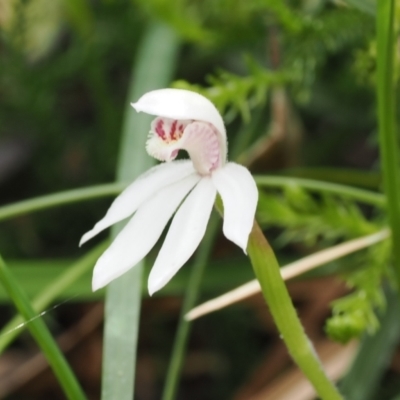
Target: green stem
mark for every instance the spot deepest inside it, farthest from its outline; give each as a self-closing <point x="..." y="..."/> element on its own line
<point x="9" y="332"/>
<point x="190" y="299"/>
<point x="41" y="334"/>
<point x="279" y="302"/>
<point x="153" y="69"/>
<point x="362" y="195"/>
<point x="388" y="140"/>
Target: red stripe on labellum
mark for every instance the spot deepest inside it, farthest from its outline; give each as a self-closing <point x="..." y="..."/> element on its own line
<point x="160" y="130"/>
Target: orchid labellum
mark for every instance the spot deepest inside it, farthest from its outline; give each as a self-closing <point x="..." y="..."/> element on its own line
<point x="184" y="121"/>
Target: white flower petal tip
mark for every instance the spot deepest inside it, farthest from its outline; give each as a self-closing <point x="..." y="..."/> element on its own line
<point x="185" y="233"/>
<point x="180" y="104"/>
<point x="143" y="188"/>
<point x="239" y="195"/>
<point x="141" y="233"/>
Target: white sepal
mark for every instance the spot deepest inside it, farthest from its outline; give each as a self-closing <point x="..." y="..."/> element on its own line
<point x="139" y="191"/>
<point x="182" y="104"/>
<point x="141" y="233"/>
<point x="239" y="195"/>
<point x="184" y="235"/>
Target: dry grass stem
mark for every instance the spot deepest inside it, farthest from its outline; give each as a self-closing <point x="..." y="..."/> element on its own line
<point x="288" y="272"/>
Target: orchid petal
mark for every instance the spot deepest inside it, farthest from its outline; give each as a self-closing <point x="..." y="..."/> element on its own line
<point x="181" y="104"/>
<point x="239" y="195"/>
<point x="186" y="231"/>
<point x="141" y="233"/>
<point x="139" y="191"/>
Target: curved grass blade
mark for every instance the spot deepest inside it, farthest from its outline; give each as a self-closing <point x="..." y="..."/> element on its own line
<point x="42" y="335"/>
<point x="267" y="270"/>
<point x="51" y="292"/>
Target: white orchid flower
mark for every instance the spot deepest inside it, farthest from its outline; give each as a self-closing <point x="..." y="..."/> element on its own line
<point x="185" y="120"/>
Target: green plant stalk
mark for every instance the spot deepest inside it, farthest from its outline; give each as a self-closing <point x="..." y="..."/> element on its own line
<point x="60" y="199"/>
<point x="284" y="314"/>
<point x="42" y="335"/>
<point x="388" y="140"/>
<point x="113" y="189"/>
<point x="9" y="332"/>
<point x="154" y="67"/>
<point x="362" y="195"/>
<point x="191" y="296"/>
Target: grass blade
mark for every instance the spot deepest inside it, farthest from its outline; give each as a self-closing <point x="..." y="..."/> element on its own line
<point x="374" y="355"/>
<point x="50" y="293"/>
<point x="388" y="139"/>
<point x="154" y="68"/>
<point x="42" y="336"/>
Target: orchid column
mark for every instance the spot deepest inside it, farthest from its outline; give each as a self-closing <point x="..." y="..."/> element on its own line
<point x="188" y="121"/>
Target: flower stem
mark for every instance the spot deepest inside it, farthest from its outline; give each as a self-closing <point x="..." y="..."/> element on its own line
<point x="388" y="140"/>
<point x="123" y="296"/>
<point x="279" y="302"/>
<point x="41" y="334"/>
<point x="191" y="295"/>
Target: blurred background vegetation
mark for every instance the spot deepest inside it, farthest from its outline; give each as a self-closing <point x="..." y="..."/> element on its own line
<point x="295" y="83"/>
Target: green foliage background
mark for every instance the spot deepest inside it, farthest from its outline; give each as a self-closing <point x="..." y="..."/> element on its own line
<point x="64" y="76"/>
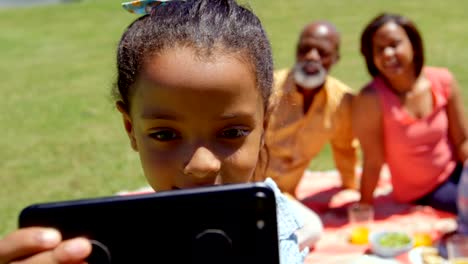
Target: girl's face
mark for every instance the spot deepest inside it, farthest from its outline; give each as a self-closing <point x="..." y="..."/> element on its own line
<point x="392" y="51"/>
<point x="195" y="121"/>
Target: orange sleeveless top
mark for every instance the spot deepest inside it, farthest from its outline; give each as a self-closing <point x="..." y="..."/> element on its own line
<point x="418" y="152"/>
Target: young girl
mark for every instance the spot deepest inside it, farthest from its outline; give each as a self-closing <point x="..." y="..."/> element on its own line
<point x="409" y="116"/>
<point x="193" y="85"/>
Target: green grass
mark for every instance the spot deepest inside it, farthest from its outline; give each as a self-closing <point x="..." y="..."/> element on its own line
<point x="62" y="137"/>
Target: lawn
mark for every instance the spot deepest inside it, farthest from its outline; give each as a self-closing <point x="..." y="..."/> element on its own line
<point x="61" y="135"/>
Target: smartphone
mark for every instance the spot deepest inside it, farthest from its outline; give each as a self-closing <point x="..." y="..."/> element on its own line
<point x="233" y="223"/>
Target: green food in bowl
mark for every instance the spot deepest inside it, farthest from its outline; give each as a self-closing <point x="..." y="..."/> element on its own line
<point x="394" y="240"/>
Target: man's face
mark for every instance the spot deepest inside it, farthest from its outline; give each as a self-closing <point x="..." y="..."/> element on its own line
<point x="317" y="51"/>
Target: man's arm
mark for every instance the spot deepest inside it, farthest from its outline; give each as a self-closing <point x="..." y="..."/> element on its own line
<point x="344" y="145"/>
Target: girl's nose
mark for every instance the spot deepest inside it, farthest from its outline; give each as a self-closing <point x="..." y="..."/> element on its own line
<point x="389" y="51"/>
<point x="203" y="164"/>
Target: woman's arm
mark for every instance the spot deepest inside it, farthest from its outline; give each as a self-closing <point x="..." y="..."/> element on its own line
<point x="458" y="126"/>
<point x="367" y="126"/>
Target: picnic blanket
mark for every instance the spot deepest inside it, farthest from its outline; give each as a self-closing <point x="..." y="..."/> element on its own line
<point x="320" y="191"/>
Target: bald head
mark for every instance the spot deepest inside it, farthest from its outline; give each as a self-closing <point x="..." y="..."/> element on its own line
<point x="319" y="42"/>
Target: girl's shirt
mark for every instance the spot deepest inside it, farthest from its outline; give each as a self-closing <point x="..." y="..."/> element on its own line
<point x="418" y="152"/>
<point x="287" y="220"/>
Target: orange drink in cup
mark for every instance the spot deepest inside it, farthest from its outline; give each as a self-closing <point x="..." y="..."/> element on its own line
<point x="457" y="249"/>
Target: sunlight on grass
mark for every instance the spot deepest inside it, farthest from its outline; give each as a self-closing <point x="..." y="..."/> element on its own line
<point x="62" y="137"/>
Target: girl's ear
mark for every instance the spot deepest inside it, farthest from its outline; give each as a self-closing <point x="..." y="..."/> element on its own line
<point x="127" y="123"/>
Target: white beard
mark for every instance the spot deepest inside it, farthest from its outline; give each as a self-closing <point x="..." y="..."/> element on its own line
<point x="309" y="81"/>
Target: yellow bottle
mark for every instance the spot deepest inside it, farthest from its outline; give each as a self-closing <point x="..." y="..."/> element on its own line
<point x="422" y="239"/>
<point x="359" y="235"/>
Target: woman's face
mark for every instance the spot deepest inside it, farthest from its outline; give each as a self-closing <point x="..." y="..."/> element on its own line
<point x="392" y="51"/>
<point x="195" y="121"/>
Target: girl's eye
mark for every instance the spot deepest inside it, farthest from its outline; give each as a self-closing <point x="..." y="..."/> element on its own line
<point x="165" y="135"/>
<point x="233" y="133"/>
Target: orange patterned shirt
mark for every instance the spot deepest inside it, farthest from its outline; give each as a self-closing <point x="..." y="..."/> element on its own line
<point x="294" y="138"/>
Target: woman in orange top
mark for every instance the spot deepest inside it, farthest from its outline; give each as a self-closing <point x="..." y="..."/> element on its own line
<point x="410" y="117"/>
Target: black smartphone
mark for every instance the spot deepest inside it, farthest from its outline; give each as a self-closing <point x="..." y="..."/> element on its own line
<point x="233" y="223"/>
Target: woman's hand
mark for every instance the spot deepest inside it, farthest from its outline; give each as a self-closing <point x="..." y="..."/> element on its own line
<point x="42" y="245"/>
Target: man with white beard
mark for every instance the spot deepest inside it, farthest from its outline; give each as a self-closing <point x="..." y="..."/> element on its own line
<point x="310" y="109"/>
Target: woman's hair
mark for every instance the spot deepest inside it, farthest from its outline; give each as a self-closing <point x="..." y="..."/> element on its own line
<point x="209" y="27"/>
<point x="410" y="29"/>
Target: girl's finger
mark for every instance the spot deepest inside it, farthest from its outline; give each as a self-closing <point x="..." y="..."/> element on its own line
<point x="27" y="241"/>
<point x="73" y="251"/>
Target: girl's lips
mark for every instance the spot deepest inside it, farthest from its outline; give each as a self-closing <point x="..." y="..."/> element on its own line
<point x="311" y="69"/>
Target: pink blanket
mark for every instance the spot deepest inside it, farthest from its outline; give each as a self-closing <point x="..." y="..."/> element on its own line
<point x="320" y="191"/>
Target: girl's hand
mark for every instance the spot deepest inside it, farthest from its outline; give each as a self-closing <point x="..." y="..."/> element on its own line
<point x="42" y="245"/>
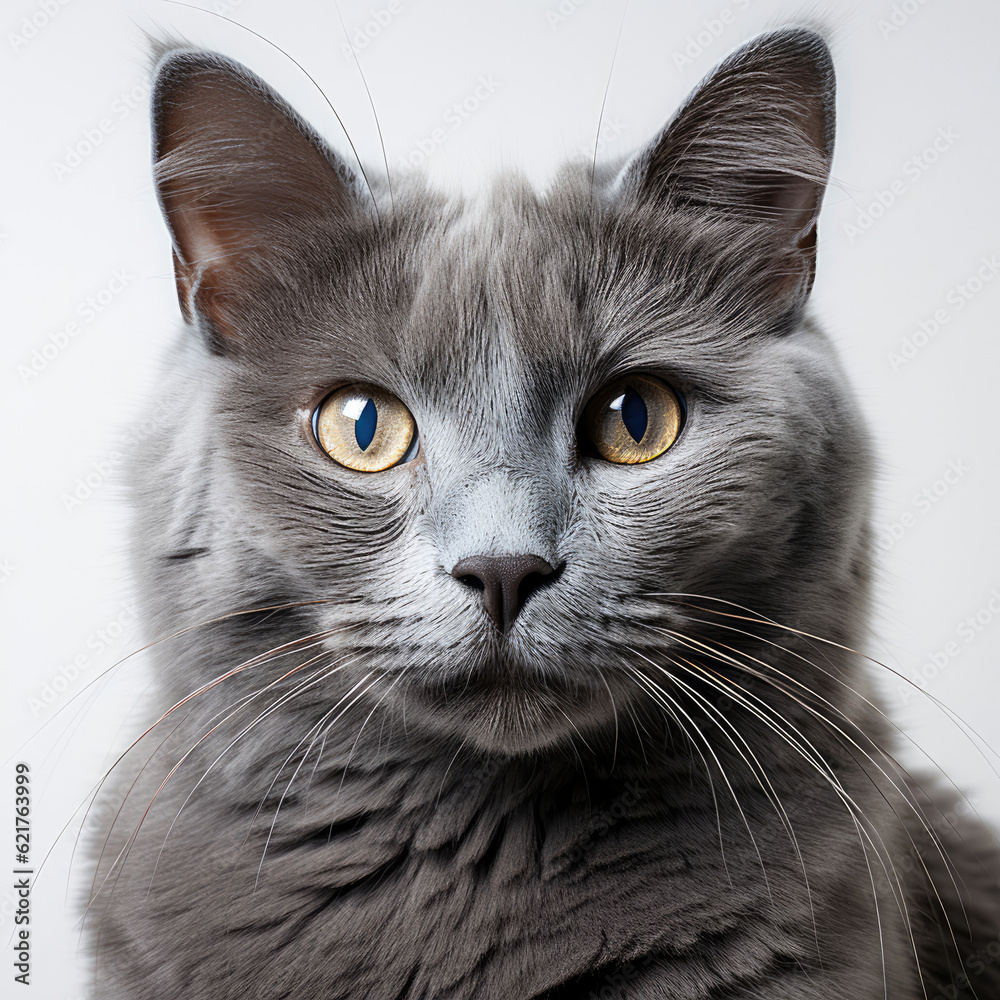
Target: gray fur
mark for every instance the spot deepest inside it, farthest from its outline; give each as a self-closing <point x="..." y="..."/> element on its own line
<point x="443" y="811"/>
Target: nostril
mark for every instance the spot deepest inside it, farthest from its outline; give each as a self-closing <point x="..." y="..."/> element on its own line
<point x="506" y="582"/>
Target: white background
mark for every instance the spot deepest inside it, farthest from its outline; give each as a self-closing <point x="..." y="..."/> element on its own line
<point x="69" y="223"/>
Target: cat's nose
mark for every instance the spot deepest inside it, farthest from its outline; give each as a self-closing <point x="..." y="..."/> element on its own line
<point x="506" y="582"/>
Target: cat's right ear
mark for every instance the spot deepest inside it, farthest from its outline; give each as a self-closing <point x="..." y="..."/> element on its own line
<point x="236" y="169"/>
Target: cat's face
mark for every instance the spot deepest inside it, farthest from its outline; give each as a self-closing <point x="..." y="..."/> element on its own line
<point x="510" y="569"/>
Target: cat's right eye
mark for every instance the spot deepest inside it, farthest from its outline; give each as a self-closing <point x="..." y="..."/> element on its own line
<point x="365" y="428"/>
<point x="633" y="419"/>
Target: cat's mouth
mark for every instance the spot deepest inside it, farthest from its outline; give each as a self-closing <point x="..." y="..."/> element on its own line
<point x="502" y="703"/>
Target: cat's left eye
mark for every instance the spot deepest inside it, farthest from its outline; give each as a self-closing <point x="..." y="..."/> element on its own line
<point x="365" y="428"/>
<point x="633" y="419"/>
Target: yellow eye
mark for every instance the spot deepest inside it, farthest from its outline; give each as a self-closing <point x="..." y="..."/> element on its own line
<point x="365" y="428"/>
<point x="633" y="419"/>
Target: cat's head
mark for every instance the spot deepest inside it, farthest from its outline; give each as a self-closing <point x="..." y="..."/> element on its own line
<point x="502" y="441"/>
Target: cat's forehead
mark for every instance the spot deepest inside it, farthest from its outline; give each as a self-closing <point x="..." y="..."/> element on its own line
<point x="513" y="285"/>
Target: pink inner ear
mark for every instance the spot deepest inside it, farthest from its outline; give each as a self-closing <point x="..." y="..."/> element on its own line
<point x="236" y="170"/>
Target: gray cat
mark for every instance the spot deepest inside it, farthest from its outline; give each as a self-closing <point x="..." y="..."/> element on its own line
<point x="505" y="559"/>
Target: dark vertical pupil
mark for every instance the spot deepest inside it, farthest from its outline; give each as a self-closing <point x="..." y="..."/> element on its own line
<point x="364" y="426"/>
<point x="634" y="415"/>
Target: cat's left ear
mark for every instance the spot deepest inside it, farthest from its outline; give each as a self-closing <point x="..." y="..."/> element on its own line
<point x="753" y="143"/>
<point x="237" y="171"/>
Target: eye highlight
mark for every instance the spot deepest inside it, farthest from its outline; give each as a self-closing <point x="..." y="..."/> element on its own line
<point x="633" y="419"/>
<point x="365" y="428"/>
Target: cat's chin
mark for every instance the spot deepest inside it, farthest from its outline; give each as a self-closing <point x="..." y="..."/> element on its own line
<point x="510" y="712"/>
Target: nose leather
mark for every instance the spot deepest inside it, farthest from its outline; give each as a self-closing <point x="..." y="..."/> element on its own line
<point x="506" y="582"/>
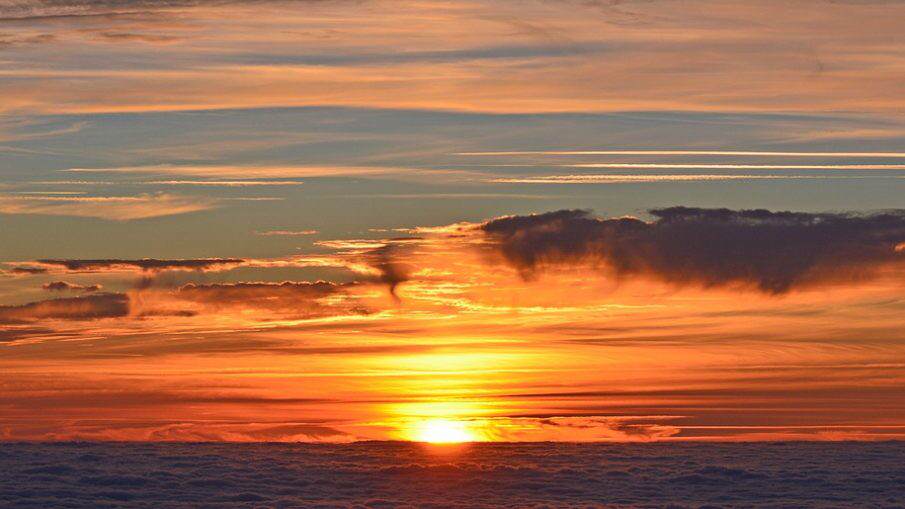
****
> **YOUR INSTRUCTIONS**: Switch "nose leather" to "nose pad" and give the lines again, from the line with "Target: nose leather" through the end of the listing, changing nothing else and leaving the pictures out.

> **THE OUTPUT**:
Target: nose pad
mark for every instance the spot deepest inside it, farthest from its outline; give each as a self-closing <point x="..." y="..."/> element on its own line
<point x="506" y="582"/>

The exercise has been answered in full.